> 本文抜粋
════════════════

10月 12 2008
時間と別れるための50の方法(43)
●ψ*6上でψ5はどのように見えるのか――位置の等化の風景
わたしが自分の周囲に広大な空間の広がりを意識しているとき、その広がり自体が人間の内面*としてのψ*6になっているということを前々回にお話しました。このとき実際に見えている人間の外面としての知覚球体=ψ5自体は、何度も言うように奥行きが同一視されることによって超ミクロの微小領域の中に3次元球面として丸められており、ψ*6が意味する時空の原点Oに貼り付いたようにして入り込んでいます。
このように、次元観察子という概念を通して見ると、僕らが普段「わたしを中心とする空間の広がり」と何気に称している空間は「わたし」を規定するψ5と、「わたし」からの広がりを規定するψ*6が二重に重なり合うことによって成り立っていることが分かってきます。ヌーソロジーの考え方からすれば、前者は哲学者たちが実存(知覚の場所)と呼んでいるもの、後者は科学者たちが実存(物質の場所)と呼んでいるものにとても似ていると言えます。
また、このような空間の二重性を前提におくことによって、「現時刻」という瞬間性の中にすべての時間が集約された形で現象化している人間の意識の在り方をうまく説明することができるようになります。つまり、周囲の空間を時空=ψ*6として捉えているときには、その中心点では刻一刻と時間が刻まれ、毎瞬、毎瞬という点時刻があたかも車窓から見る風景のようにあっと言う間に過去へと流れ去って行き、その反対に周囲の空間を自分自身=ψ5として捉えたときは、そこでは過去、現在、未来へと至る時間はすべてその知覚球体の直径の中に4次元空間として凝縮されおり、そこには、永遠の現在が現れるというからくりになっているわけです。人間の意識において、瞬間と持続が「今」という現象において重なり合い、想起や直感がつねに「現在」として起こるのも、人間という存在が4次元時空と4次元空間が持つこのような二重性の接点として存在させられているからでしょう。

════════════════

領域分割データ
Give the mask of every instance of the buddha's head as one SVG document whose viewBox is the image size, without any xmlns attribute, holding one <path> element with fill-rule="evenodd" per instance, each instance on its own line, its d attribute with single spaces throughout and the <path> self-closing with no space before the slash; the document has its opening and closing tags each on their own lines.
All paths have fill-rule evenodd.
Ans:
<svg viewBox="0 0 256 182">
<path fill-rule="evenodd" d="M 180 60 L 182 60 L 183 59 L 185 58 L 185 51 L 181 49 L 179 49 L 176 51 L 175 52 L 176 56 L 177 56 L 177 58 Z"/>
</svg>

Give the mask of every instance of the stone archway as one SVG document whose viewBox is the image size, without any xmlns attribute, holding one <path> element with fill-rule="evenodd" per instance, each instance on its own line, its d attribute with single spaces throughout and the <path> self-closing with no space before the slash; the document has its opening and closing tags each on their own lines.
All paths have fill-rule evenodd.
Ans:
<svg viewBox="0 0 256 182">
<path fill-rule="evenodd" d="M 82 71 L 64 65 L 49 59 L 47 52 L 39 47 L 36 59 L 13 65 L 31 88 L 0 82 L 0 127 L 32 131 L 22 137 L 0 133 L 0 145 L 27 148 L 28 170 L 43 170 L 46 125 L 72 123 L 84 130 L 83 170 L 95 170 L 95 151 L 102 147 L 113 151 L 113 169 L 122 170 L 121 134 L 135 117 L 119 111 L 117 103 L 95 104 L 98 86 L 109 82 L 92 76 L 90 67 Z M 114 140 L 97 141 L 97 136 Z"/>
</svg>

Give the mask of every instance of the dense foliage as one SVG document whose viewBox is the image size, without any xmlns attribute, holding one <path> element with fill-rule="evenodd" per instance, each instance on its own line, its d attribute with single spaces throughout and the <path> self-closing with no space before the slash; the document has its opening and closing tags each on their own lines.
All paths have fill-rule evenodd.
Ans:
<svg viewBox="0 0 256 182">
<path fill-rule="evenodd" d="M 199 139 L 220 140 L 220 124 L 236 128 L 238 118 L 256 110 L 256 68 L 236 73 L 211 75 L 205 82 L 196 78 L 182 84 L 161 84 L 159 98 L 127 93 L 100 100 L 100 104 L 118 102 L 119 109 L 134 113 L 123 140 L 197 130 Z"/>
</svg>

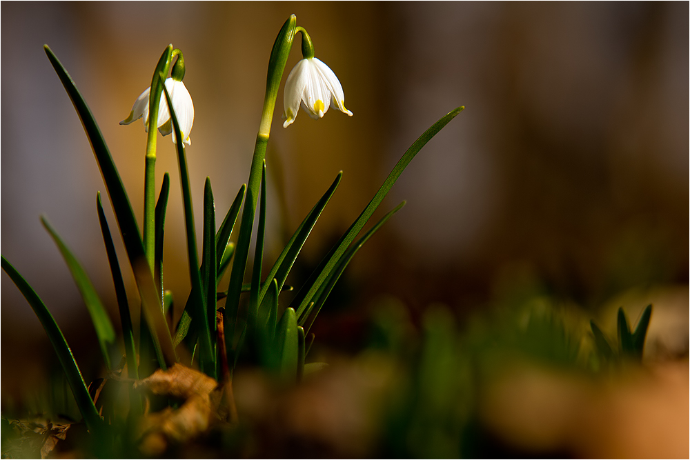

════════════════

> 取り組む課題
1. 本文抜粋によると、周囲の空間を自分自身=ψ5として捉えたとき、そこには何が現れるか。
2. 本文抜粋のうち、"10月 12 2008"を含む語句で始まり"にとても似ていると言えます。"で終わる部分を一字も変えずに書き写せ。

> 解答
1. 永遠の現在が現れる。

2.
10月 12 2008
時間と別れるための50の方法(43)
●ψ*6上でψ5はどのように見えるのか――位置の等化の風景
わたしが自分の周囲に広大な空間の広がりを意識しているとき、その広がり自体が人間の内面*としてのψ*6になっているということを前々回にお話しました。このとき実際に見えている人間の外面としての知覚球体=ψ5自体は、何度も言うように奥行きが同一視されることによって超ミクロの微小領域の中に3次元球面として丸められており、ψ*6が意味する時空の原点Oに貼り付いたようにして入り込んでいます。
このように、次元観察子という概念を通して見ると、僕らが普段「わたしを中心とする空間の広がり」と何気に称している空間は「わたし」を規定するψ5と、「わたし」からの広がりを規定するψ*6が二重に重なり合うことによって成り立っていることが分かってきます。ヌーソロジーの考え方からすれば、前者は哲学者たちが実存(知覚の場所)と呼んでいるもの、後者は科学者たちが実存(物質の場所)と呼んでいるものにとても似ていると言えます。